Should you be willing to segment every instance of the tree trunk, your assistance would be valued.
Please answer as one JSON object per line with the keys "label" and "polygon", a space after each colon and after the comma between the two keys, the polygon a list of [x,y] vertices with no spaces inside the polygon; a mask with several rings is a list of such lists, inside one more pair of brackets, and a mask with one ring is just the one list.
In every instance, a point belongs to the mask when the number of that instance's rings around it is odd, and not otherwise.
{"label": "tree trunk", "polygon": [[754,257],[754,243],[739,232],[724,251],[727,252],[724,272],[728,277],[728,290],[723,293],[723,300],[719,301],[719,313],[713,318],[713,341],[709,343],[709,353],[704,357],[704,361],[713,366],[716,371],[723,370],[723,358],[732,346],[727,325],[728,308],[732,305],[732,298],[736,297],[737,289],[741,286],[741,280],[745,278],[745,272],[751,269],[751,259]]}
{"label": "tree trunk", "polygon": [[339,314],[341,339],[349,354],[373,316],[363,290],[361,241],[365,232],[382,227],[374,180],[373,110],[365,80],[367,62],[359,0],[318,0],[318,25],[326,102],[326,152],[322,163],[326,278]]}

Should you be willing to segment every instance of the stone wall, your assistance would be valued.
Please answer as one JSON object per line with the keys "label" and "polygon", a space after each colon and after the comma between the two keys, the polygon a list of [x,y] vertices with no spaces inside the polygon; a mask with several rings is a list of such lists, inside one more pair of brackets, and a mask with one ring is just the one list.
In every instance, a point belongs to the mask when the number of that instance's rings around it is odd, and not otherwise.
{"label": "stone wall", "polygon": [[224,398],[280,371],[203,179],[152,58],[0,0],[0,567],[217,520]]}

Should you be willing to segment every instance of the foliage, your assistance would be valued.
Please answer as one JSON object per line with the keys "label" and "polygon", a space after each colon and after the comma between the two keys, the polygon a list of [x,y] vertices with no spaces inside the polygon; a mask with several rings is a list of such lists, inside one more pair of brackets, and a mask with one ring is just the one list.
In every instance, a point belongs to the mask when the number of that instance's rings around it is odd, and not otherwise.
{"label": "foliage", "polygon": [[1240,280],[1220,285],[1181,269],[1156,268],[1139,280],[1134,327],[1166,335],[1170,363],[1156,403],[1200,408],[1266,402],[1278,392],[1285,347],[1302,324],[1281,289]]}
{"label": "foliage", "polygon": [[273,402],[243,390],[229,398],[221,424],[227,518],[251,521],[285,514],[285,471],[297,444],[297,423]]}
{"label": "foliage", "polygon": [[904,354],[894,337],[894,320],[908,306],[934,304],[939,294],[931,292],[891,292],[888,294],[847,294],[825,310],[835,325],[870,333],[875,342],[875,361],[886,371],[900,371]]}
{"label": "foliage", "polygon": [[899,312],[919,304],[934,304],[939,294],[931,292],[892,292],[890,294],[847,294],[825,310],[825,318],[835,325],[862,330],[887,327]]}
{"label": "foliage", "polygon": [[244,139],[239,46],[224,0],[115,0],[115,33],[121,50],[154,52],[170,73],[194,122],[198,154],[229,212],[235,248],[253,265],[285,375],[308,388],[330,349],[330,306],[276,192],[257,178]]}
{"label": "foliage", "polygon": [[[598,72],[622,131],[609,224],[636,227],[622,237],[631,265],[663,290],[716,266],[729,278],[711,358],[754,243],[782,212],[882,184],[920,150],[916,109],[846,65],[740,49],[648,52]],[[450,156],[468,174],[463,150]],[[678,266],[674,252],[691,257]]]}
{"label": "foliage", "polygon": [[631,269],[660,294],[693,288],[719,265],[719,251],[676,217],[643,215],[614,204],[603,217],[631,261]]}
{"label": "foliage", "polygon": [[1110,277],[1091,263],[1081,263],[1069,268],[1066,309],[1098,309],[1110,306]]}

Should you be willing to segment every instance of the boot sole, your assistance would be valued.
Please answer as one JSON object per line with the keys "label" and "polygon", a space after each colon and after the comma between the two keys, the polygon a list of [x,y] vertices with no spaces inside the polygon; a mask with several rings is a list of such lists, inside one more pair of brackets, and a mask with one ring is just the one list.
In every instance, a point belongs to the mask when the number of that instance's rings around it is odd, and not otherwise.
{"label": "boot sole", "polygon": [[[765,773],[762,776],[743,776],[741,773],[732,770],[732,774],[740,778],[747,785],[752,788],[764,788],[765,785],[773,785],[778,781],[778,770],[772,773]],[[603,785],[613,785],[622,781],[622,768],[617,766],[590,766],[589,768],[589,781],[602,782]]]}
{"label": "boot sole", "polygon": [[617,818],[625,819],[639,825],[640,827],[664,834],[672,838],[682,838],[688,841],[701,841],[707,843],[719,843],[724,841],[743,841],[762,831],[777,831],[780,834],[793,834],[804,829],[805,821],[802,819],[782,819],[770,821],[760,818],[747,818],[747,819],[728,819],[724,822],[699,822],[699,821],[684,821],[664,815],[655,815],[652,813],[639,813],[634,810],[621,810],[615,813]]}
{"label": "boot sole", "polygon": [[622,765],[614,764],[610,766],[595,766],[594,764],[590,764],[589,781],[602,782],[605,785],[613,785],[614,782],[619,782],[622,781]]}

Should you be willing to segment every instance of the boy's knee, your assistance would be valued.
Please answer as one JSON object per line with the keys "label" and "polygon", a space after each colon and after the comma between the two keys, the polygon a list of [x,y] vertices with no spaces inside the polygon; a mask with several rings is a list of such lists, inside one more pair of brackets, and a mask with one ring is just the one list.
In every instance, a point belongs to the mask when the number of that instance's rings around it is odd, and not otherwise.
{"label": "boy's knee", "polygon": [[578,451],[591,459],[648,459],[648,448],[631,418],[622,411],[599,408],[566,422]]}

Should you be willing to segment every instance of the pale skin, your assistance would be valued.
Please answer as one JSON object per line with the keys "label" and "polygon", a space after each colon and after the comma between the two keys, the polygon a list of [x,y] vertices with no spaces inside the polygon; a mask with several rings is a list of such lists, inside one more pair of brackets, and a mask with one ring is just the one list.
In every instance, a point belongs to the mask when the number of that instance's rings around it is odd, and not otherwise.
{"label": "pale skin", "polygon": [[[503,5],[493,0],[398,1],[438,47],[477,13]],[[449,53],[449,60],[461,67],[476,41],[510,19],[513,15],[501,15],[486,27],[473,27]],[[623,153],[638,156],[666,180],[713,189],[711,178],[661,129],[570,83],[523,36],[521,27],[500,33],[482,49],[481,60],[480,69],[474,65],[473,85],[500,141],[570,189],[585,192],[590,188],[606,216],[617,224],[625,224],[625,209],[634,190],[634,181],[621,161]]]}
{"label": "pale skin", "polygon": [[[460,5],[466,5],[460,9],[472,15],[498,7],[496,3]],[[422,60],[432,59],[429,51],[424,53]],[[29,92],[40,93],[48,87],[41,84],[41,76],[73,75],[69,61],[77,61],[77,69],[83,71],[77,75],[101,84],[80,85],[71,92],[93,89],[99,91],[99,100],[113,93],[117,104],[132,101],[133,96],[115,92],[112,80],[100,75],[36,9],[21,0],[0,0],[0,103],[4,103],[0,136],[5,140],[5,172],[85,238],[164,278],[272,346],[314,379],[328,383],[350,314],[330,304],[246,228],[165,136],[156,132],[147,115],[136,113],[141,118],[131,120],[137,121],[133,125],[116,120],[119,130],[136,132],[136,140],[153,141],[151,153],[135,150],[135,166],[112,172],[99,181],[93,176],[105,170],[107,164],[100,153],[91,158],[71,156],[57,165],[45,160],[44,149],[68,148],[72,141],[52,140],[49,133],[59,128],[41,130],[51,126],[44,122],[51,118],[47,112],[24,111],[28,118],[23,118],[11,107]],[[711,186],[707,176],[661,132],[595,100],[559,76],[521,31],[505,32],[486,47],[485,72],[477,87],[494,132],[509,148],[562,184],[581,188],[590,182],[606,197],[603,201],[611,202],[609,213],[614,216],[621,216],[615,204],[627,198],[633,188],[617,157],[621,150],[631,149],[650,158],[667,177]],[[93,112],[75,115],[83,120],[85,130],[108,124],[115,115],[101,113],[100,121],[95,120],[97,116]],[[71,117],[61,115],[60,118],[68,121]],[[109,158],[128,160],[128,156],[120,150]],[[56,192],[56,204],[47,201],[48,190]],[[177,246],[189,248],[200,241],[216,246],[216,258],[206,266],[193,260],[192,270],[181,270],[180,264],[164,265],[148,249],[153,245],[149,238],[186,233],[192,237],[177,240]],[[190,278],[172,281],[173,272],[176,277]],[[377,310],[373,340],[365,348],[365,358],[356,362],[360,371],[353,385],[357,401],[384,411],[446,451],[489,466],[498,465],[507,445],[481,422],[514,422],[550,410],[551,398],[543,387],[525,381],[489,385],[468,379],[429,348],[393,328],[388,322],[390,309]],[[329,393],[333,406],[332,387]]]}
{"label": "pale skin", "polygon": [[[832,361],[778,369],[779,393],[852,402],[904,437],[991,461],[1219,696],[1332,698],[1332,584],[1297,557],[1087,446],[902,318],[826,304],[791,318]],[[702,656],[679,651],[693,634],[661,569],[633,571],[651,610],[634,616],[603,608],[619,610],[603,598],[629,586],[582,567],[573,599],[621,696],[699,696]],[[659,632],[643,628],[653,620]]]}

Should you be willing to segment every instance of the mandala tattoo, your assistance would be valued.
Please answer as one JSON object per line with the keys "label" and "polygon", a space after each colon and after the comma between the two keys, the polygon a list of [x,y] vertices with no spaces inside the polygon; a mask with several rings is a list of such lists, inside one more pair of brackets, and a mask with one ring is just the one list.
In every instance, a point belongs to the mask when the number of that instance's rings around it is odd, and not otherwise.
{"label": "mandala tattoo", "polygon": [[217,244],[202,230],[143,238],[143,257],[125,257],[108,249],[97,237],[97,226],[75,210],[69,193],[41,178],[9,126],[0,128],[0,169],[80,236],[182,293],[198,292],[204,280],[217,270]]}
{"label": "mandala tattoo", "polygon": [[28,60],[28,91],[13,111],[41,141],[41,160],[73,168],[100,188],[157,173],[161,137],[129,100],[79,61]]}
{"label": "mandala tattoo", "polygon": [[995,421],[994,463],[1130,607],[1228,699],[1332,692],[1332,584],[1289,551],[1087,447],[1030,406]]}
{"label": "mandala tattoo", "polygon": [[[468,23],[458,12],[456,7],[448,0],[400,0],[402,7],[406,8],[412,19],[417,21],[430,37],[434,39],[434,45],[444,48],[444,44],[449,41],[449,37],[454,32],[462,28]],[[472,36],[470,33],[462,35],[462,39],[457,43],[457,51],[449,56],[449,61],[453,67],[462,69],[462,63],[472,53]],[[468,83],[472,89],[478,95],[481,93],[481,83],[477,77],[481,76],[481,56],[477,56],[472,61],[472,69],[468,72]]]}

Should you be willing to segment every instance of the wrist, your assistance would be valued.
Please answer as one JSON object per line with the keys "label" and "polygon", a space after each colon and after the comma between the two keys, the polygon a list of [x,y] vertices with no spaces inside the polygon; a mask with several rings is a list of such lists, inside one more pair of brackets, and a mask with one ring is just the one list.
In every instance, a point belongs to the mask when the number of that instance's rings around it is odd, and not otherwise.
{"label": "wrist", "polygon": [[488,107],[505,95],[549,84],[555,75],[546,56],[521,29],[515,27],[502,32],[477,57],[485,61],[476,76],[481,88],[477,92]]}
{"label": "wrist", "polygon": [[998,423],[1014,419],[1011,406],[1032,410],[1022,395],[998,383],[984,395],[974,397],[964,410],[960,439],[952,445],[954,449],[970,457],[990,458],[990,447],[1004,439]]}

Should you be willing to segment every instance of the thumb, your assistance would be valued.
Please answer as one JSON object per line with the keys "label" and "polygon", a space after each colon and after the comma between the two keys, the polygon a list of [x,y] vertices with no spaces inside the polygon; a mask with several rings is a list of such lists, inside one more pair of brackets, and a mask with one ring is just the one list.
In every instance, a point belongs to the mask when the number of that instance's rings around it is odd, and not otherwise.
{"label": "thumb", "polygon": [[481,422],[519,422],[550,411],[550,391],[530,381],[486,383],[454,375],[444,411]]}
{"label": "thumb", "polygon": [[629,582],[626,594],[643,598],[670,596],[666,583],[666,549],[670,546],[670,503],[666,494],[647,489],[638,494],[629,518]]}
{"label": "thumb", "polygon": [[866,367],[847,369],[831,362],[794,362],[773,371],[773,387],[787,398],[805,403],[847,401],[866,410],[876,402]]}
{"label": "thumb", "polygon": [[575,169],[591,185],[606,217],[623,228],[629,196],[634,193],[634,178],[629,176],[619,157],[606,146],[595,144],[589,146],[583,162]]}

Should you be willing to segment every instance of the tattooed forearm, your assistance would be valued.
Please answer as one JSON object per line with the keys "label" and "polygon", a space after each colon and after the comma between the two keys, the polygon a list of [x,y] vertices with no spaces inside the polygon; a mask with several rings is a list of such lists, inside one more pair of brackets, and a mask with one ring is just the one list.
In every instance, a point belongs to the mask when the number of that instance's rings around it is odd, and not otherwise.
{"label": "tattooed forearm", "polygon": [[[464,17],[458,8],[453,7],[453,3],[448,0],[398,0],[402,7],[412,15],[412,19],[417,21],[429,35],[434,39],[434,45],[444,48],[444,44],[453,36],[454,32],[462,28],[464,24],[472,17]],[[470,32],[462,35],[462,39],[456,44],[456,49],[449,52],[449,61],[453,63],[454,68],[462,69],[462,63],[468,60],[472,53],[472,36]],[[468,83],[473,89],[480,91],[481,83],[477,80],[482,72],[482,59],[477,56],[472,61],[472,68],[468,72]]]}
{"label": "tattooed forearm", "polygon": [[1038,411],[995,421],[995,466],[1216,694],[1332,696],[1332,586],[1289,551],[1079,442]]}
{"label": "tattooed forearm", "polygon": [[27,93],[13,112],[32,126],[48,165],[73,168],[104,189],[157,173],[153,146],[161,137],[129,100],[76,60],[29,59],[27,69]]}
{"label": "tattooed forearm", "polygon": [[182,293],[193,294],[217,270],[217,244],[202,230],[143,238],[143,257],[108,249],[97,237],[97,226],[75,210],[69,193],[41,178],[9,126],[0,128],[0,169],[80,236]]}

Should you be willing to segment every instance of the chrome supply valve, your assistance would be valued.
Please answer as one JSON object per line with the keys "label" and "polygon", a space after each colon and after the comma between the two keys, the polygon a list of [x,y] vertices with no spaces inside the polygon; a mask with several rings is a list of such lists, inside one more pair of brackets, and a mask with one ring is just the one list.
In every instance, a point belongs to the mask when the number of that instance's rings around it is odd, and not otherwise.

____

Reproduce only the lines running from the one that contains "Should you be willing to segment every instance of the chrome" to the last line of the records.

> **Task response**:
Should you be willing to segment every instance of the chrome supply valve, your assistance would be valued.
Please answer as one JSON object per line with the keys "label" and "polygon", a space after each colon and after the comma between the two keys, the polygon a list of [x,y] vertices with no spaces inside the polygon; a mask with several rings is a list of such lists, inside one more pair of brackets, and a mask with one ring is just the one list.
In every instance, a point belongs to the mask when the number of that instance's rings around it is odd, and not otherwise.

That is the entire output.